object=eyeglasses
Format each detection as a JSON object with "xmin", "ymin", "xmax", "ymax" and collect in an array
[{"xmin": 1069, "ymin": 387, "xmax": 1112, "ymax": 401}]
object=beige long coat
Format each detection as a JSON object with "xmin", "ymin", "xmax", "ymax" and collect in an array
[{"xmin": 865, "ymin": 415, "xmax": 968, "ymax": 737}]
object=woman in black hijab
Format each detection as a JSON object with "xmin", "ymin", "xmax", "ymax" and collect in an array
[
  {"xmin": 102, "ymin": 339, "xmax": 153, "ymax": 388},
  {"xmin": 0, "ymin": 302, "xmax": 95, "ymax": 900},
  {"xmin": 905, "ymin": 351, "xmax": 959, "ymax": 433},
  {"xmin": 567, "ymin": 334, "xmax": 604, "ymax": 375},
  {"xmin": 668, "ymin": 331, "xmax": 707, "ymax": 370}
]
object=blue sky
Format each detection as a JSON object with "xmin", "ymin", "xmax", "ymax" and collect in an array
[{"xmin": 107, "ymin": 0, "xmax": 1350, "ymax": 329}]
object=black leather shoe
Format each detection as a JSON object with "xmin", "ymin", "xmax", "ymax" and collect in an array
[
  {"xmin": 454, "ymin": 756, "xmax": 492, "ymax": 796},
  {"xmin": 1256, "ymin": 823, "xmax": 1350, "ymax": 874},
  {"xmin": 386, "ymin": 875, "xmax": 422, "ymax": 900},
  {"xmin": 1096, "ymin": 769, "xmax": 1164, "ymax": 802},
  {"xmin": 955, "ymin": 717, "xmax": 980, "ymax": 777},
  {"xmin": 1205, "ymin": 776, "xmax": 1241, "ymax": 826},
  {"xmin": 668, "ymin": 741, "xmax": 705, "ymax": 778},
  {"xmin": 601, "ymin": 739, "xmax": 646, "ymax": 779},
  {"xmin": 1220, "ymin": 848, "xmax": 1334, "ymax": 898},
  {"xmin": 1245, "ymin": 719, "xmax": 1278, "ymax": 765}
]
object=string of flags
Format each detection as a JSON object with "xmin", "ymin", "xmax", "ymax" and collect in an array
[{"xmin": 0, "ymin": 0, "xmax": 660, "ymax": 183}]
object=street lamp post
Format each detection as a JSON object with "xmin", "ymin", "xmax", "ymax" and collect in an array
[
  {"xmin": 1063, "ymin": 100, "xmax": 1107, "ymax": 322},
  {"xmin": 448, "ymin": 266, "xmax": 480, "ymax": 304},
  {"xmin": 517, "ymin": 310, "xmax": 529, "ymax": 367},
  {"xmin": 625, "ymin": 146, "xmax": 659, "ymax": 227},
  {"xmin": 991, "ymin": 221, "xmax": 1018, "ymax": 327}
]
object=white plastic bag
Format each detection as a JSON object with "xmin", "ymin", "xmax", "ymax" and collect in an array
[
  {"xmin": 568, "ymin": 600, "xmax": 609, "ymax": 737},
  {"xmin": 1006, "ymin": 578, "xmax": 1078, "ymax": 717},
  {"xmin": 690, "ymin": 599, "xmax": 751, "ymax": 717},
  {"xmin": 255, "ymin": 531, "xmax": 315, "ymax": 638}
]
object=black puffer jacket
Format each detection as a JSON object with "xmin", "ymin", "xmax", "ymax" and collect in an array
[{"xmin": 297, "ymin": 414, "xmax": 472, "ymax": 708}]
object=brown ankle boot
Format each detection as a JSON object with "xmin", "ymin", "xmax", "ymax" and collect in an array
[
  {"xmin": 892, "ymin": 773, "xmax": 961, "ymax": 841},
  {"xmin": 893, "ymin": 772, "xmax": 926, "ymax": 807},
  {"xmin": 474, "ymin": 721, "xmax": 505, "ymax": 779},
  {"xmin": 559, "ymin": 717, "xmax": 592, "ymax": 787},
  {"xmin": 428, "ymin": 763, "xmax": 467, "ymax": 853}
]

» YOUR GOAL: Transcribe the full listing, matching it exactly.

» YOUR RESPONSE:
object=eyeglasses
Format each detection as a JSON object with "xmin", "ymin", "xmax", "ymax" and collect in an array
[{"xmin": 1069, "ymin": 387, "xmax": 1112, "ymax": 401}]
object=beige long coat
Format each detection as a JSON object with "xmin", "ymin", "xmax", "ymax" and collect in an array
[{"xmin": 865, "ymin": 415, "xmax": 968, "ymax": 737}]
object=woman in black hijab
Format each detection as a JSON object with "xmin", "ymin", "xmax", "ymax" and collect in an array
[
  {"xmin": 102, "ymin": 339, "xmax": 153, "ymax": 388},
  {"xmin": 0, "ymin": 302, "xmax": 95, "ymax": 900},
  {"xmin": 905, "ymin": 351, "xmax": 959, "ymax": 433},
  {"xmin": 567, "ymin": 334, "xmax": 604, "ymax": 375},
  {"xmin": 668, "ymin": 331, "xmax": 707, "ymax": 370}
]
object=blue sky
Format each detection as a JSON object with "xmin", "ymin", "xmax", "ymax" and collect in an array
[{"xmin": 107, "ymin": 0, "xmax": 1350, "ymax": 329}]
object=black leather shoe
Format each detection as a JSON object with "xmin", "ymin", "xmax", "ymax" and collect in an array
[
  {"xmin": 454, "ymin": 756, "xmax": 492, "ymax": 796},
  {"xmin": 1256, "ymin": 823, "xmax": 1350, "ymax": 874},
  {"xmin": 386, "ymin": 875, "xmax": 422, "ymax": 900},
  {"xmin": 1096, "ymin": 769, "xmax": 1164, "ymax": 802},
  {"xmin": 955, "ymin": 717, "xmax": 980, "ymax": 777},
  {"xmin": 1205, "ymin": 776, "xmax": 1241, "ymax": 826},
  {"xmin": 668, "ymin": 741, "xmax": 705, "ymax": 778},
  {"xmin": 601, "ymin": 739, "xmax": 646, "ymax": 779},
  {"xmin": 1220, "ymin": 848, "xmax": 1334, "ymax": 898},
  {"xmin": 1245, "ymin": 719, "xmax": 1278, "ymax": 765}
]
object=string of flags
Format each detection as a JSON object with "xmin", "ymin", "xmax", "ymax" and collect in an array
[{"xmin": 0, "ymin": 0, "xmax": 660, "ymax": 183}]
object=street lamp post
Format each detection as a JSON object with "xmin", "ymin", "xmax", "ymax" and collect in an array
[
  {"xmin": 1063, "ymin": 100, "xmax": 1107, "ymax": 322},
  {"xmin": 448, "ymin": 266, "xmax": 480, "ymax": 304},
  {"xmin": 517, "ymin": 310, "xmax": 529, "ymax": 367},
  {"xmin": 625, "ymin": 146, "xmax": 659, "ymax": 227},
  {"xmin": 991, "ymin": 221, "xmax": 1018, "ymax": 327}
]
object=white plastic bag
Format each detection as a JSON object with "xmin", "ymin", "xmax", "ymax" and collect in an array
[
  {"xmin": 568, "ymin": 600, "xmax": 609, "ymax": 737},
  {"xmin": 1006, "ymin": 578, "xmax": 1078, "ymax": 717},
  {"xmin": 690, "ymin": 599, "xmax": 751, "ymax": 717},
  {"xmin": 255, "ymin": 531, "xmax": 315, "ymax": 638}
]
object=black puffer jacket
Format each detection as a JSON object with "xmin", "ymin", "xmax", "ymax" and collect in an array
[{"xmin": 297, "ymin": 414, "xmax": 472, "ymax": 708}]
object=brown ankle boot
Format each detection as a JSON object with "xmin", "ymin", "xmax", "ymax" and collect in an array
[
  {"xmin": 892, "ymin": 773, "xmax": 961, "ymax": 841},
  {"xmin": 893, "ymin": 772, "xmax": 926, "ymax": 807},
  {"xmin": 474, "ymin": 721, "xmax": 505, "ymax": 779},
  {"xmin": 559, "ymin": 717, "xmax": 592, "ymax": 787},
  {"xmin": 428, "ymin": 763, "xmax": 467, "ymax": 853}
]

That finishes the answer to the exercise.